Problem 1
Could you write out the part of the ocfs2 patch thread that opens with the words containing "Thanks for your" and closes with "to ocfs2 maintainers."?

Text extract

=-=-=

Thanks for your particular elaboration.
I think this patch makes sense.
Acked.

Thanks,
Changwei

> 
> Thanks,
> Alex
> 
>> Also, I cc this patch to ocfs2 maintainers.
>>
>> Thanks,
>> Changwei
>>
>> On 2017/10/27 16:01, alex chen wrote:
>>> we should wait dio requests to finish before inode lock in
>>> ocfs2_setattr(), otherwise the following deadlock will be happened:
>>> process 1                  process 2                    process 3
>>> truncate file 'A'          end_io of writing file 'A'   receiving the bast messages
>>> ocfs2_setattr
>>>    ocfs2_inode_lock_tracker
>>>     ocfs2_inode_lock_full
>>>    inode_dio_wait
>>>     __inode_dio_wait
>>>     -->waiting for all dio
>>>     requests finish
>>>                                                           dlm_proxy_ast_handler
>>>                                                            dlm_do_local_bast
>>>                                                             ocfs2_blocking_ast
>>>                                                              ocfs2_generic_handle_bast
>>>                                                               set OCFS2_LOCK_BLOCKED flag
>>>                           dio_end_io
>>>                            dio_bio_end_aio
>>>                             dio_complete
>>>                              ocfs2_dio_end_io
>>>                               ocfs2_dio_end_io_write
>>>                                ocfs2_inode_lock
>>>                                 __ocfs2_cluster_lock
>>>                                  ocfs2_wait_for_mask
>>>                                  -->waiting for OCFS2_LOCK_BLOCKED
>>>                                  flag to be cleared, that is waiting
>>>                                  for 'process 1' unlocking the inode lock
>>>                              inode_dio_end
>>>                              -->here dec the i_dio_count, but will never
>>>                              be called, so a deadlock happened.
>>>
>>> Signed-off-by: Alex Chen <alex.chen@huawei.com>
>>> Reviewed-by: Jun Piao <piaojun@huawei.com>
Acked-by: Changwei Ge <ge.changwei@h3c.com>

>>>
>>> ---
>>>    fs/ocfs2/file.c | 9 +++++++--
>>>    1 file changed, 7 insertions(+), 2 deletions(-)
>>>
>>> diff --git a/fs/ocfs2/file.c b/fs/ocfs2/file.c
>>> index 6e41fc8..50e09a6 100644
>>> --- a/fs/ocfs2/file.c
>>> +++ b/fs/ocfs2/file.c
>>> @@ -1161,6 +1161,13 @@ int ocfs2_setattr(struct dentry *dentry, struct iattr *attr)
>>>    	}
>>>    	size_change = S_ISREG(inode->i_mode) && attr->ia_valid & ATTR_SIZE;
>>>    	if (size_change) {
>>> +
>>> +		/* here we should wait dio to finish before inode lock
>>> +		 * to avoid a deadlock between ocfs2_setattr() and
>>> +		 * ocfs2_dio_end_io_write()
>>> +		 */
>>> +		inode_dio_wait(inode);
>>> +
>>>    		status = ocfs2_rw_lock(inode, 1);
>>>    		if (status < 0) {
>>>    			mlog_errno(status);
>>> @@ -1200,8 +1207,6 @@ int ocfs2_setattr(struct dentry *dentry, struct iattr *attr)

=-=-=

Data provided
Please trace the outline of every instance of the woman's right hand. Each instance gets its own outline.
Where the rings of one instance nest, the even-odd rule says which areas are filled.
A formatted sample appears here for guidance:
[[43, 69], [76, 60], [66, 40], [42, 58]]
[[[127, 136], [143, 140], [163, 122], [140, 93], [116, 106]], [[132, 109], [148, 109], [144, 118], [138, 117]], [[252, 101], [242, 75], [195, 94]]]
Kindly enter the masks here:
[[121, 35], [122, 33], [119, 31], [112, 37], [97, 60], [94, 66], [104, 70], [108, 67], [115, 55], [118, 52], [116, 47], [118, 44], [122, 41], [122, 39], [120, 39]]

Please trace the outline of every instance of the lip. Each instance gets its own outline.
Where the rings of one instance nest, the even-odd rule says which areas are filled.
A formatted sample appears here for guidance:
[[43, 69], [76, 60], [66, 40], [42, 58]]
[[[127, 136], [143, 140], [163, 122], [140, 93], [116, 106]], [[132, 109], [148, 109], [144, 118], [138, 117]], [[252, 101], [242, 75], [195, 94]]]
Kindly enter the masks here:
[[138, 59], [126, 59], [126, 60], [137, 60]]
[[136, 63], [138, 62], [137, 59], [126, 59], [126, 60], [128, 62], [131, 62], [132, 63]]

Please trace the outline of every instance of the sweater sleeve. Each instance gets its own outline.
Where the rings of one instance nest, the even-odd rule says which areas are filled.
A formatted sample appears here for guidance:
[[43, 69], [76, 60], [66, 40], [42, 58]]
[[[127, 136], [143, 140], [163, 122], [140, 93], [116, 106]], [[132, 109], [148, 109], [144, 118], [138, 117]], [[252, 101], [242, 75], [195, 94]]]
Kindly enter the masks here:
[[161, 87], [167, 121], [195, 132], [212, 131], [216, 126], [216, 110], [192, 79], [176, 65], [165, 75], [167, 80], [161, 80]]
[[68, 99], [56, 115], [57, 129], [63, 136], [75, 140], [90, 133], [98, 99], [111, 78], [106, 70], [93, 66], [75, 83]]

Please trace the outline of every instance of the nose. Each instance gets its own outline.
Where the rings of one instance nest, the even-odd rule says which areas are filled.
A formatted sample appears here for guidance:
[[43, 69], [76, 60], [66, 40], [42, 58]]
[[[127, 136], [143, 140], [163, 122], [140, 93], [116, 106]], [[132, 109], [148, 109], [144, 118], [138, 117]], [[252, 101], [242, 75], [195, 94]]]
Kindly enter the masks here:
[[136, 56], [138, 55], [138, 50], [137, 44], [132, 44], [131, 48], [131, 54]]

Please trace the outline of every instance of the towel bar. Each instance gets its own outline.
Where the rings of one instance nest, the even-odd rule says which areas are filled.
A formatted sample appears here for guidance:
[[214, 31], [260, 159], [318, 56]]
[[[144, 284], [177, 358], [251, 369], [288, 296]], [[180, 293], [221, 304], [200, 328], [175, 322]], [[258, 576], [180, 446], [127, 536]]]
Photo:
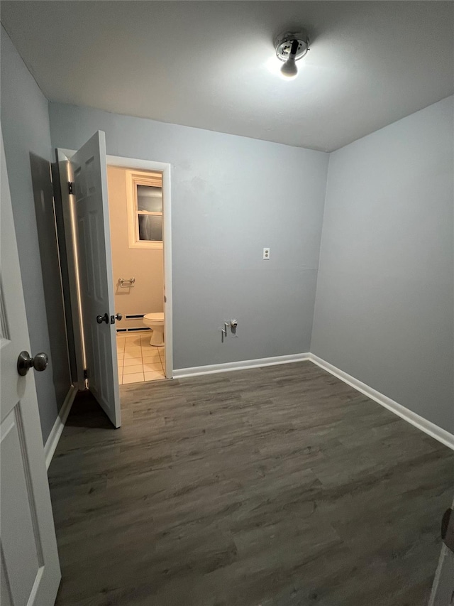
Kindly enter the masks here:
[[120, 278], [118, 282], [120, 283], [121, 288], [131, 288], [135, 283], [135, 278], [129, 278], [127, 280], [125, 280], [124, 278]]

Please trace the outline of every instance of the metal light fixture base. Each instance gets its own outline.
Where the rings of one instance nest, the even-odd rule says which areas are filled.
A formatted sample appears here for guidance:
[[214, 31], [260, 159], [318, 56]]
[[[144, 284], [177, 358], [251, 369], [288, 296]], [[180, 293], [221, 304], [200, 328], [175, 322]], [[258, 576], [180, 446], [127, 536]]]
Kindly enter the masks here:
[[304, 57], [309, 50], [309, 37], [304, 30], [301, 30], [299, 32], [284, 32], [275, 40], [276, 56], [281, 61], [285, 62], [289, 58], [292, 50], [292, 43], [294, 40], [298, 40], [298, 50], [295, 55], [295, 61]]

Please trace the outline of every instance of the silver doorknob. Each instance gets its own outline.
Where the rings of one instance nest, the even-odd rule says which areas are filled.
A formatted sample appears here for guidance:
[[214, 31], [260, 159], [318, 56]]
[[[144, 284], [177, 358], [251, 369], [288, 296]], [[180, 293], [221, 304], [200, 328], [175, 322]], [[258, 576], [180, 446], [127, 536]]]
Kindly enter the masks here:
[[45, 370], [49, 364], [48, 355], [41, 352], [36, 354], [34, 358], [30, 357], [28, 352], [21, 352], [17, 359], [17, 372], [21, 377], [25, 377], [31, 368], [34, 368], [38, 372]]

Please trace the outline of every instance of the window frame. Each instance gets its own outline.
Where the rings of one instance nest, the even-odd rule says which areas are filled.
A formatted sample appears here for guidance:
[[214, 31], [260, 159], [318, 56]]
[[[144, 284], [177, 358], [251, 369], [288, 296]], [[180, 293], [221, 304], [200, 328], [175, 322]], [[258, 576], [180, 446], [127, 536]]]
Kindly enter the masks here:
[[[157, 187], [162, 192], [162, 212], [139, 210], [137, 200], [137, 186]], [[126, 171], [126, 202], [128, 206], [128, 239], [129, 248], [154, 249], [162, 250], [162, 240], [140, 240], [139, 239], [139, 215], [152, 215], [162, 217], [164, 237], [164, 193], [162, 173], [145, 173], [141, 171]]]

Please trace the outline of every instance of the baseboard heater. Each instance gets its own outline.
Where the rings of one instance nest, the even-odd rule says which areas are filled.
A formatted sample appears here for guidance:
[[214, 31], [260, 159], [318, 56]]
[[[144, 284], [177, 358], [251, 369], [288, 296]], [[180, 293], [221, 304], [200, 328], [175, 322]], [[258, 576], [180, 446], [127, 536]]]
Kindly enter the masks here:
[[[130, 313], [130, 314], [126, 314], [125, 316], [123, 316], [123, 319], [124, 320], [142, 320], [142, 318], [143, 318], [144, 315], [145, 315], [144, 313]], [[151, 330], [152, 329], [150, 328], [148, 326], [143, 325], [143, 326], [140, 326], [139, 328], [117, 328], [116, 332], [138, 332], [140, 331], [141, 332], [144, 330]]]

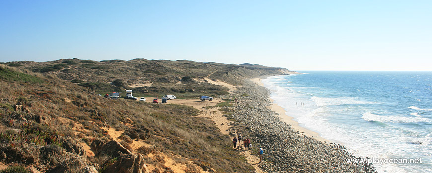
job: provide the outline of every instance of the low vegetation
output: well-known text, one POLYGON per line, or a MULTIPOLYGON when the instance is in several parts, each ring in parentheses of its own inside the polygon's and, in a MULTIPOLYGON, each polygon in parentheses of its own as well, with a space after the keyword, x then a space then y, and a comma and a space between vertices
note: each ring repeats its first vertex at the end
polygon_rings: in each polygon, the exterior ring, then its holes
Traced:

=-=-=

Problem 2
Can you give the records again from their first line through the line containing "39], [120, 39]]", requests included, and move every coordinate in the answers by adding 136 to it? Cover only those lines.

Complete answer 1
Thanks for your particular elaboration.
I think this patch makes sense.
Acked.

Thanks,
Changwei

> 
> Thanks,
> Alex
> 
>> Also, I cc this patch to ocfs2 maintainers.

Complete answer 2
Please trace the outline of every instance of the woman's right hand. Each instance gets its own outline.
Where the rings of one instance nest, the even-odd rule says which areas are filled.
A formatted sample appears here for guidance:
[[43, 69], [76, 60], [66, 40], [42, 58]]
[[[127, 136], [143, 140], [163, 122], [140, 93], [116, 106]], [[132, 109], [148, 109], [144, 118], [138, 117]], [[252, 101], [242, 75], [195, 94]]]
Kindly enter the masks here:
[[257, 171], [258, 169], [255, 167], [248, 173], [233, 196], [230, 202], [240, 206], [244, 203], [251, 191], [254, 188], [252, 183], [254, 180], [258, 177], [258, 175], [256, 175]]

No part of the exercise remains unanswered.